§ TEXT PASSAGE
□ □ □

Data Warehousing, BI and Data Science

5 June 2015

Indexing Fact Tables in SQL Server

Filed under: Analysis Services — Vincent Rainardi @ 5:12 pm

This article applies only to SQL Server as it is using clustered and nonclustered indices. It doesn’t apply to Oracle or Teradata or DB2.

Apologies I’m going straight to the matter, without explaining what is a clustered index key, what is a dimension key column, etc. For an introduction to indexing, here are Microsoft’s articles: Clustered and NonClustered Indexes Described, Using Clustered Indexes, Designing An Index.

A common way of indexing a fact table is by putting a clustered index on the fact key column, then put nonclustered index on each of the dimension key column. This will allow the each of the nonclustered index to be efficiently used, whilst ensuring that they are slim.

They are slim because in SQL Server, a nonclustered index uses the clustered index key as the row locator. The clustered index key, as I mentioned above, is the fact key which is a bigint.

They are efficiently used because they are built on each of the dimension key. Each of them as the first index key, not as a second or third index key. This ensures that they will be hit by the queries using that dimension key, because they are the first column in the index key.

But there is a major weekness. Most fact tables are periodic snapshot. Meaning that each query will hit the fact table on the snapshot date key column. Either directly hitting the fact table, or via the date dimension. On the latter case it specifies the snapshot date (2015-03-31), so it will hit the date dimension, and then hit the fact table on the snapshot date key column (20150331).

Because periodic snapshot fact tables are primarily queried on the snapshot date key, it would be a lot better to use the clustered index to hold the snapshot date key column, not the fact key column. The primary key of the fact table should still be the fact key column, but the clustered index is on the snapshot date key column.

A Primary Key doesn’t have to be a clustered index

It is a common misperception in SQL Server world, that a PK must be a clustered index. That is not so. On the create table statement, if we just do “create table X (column1 int primary key …” then SQL Server will put the PK as a clustered index. But we put the PK on the Constraint clause we can specify nonclustered.

Yes SQL Server need to create an index for a PK. This is to enforce that the PK is unique. But that index does not have to be a clustered index. It can very well be a nonclustered index. See this example below:

create table FactHoldings
( FactKey bigint,
  DateKey int,
  PortfolioKey int,
  SecurityKey int,
  CurrencyKey int,
  GrossValueBase decimal(21,4),
  constraint PK_FactKey primary key nonclustered (FactKey)

□ □ □

§ DATA SHOWN
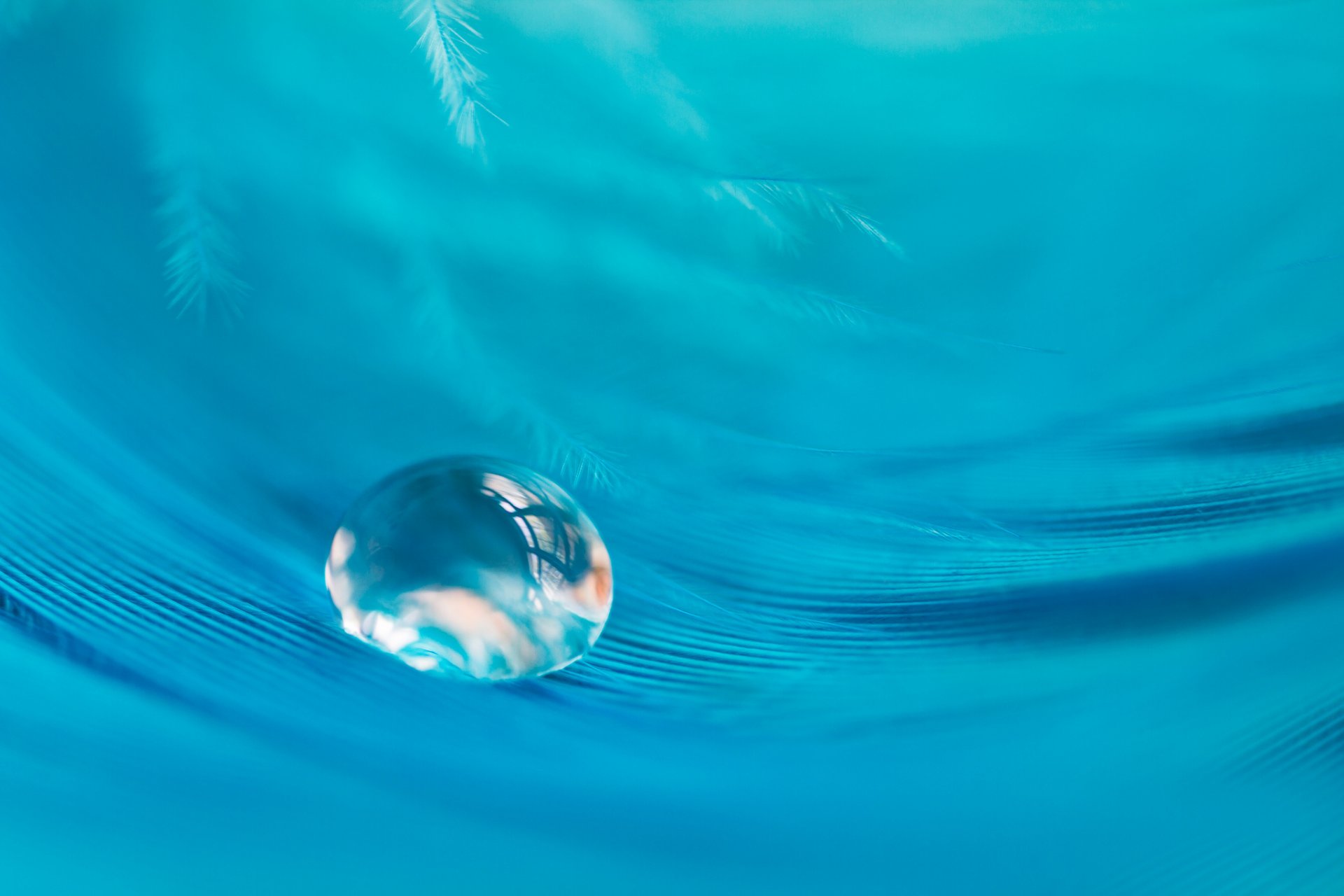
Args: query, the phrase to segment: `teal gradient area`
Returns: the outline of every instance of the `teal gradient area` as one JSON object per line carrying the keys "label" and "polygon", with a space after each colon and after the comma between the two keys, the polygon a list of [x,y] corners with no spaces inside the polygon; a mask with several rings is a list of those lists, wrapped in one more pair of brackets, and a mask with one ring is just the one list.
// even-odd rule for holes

□ □ □

§ WORK INSTRUCTIONS
Could you pick up the article on indexing fact tables in SQL Server after its last line and continue it? The listing has no connection to the article on indexing fact tables in SQL Server.

§ EXERCISE OUTPUT
);

create clustered index CI_DateKey on Fact1 (DateKey);
create nonclustered index NI_PortfolioKey on Fact1 (PortfolioKey);
create nonclustered index NI_SecurityKey on Fact1 (SecurityKey);
create nonclustered index NI_CurrencyKey on Fact1 (CurrencyKey);

Yes, this will take more storage space for the index, because the row locator of NI_PortfolioKey and NI_CurrencyKey will be the DateKey column. But it will be more performant on almost every fact table query because the table is physically ordered on DateKey. So SQL Server will be able to locate the rows for the specified date quicker.

Which Dimension Key Column To Index

I don’t believe that we need to index every single dimension key column. Some dimensions are rarely used in the queries. We should only index the dimensions which are frequently used when that fact table is queried.

Multi-Column Clustered Index

Would it be a good idea to add additional clustered index key to the clustered index? i.e. in the example above, should we make the DateKey + PortfolioKey as the clustered index key? The argument for this is that almost every query uses PortfolioKey. So it will be quicker for the query to locate the row in the fact table.

No, I don’t believe this is a good idea. Because this will make the clustered index key much wider, and in turn affect the size of the row locator in every single nonclustered index. Which in turn will make all nonclustered index less performant.

Multi-Column NonClustered Index

Should we make the nonclustered index a multi-column? i.e. in the example above, should we add SecurityKey to the PortfolioKey?

Generally speaking this is not a good idea. Queries which only use security dimension without using portfolio dimension, will not be able to use the index because it is implemented as the second nonclustered index key. Generally speaking it is better to keep each dimension key column on a separate nonclustered index.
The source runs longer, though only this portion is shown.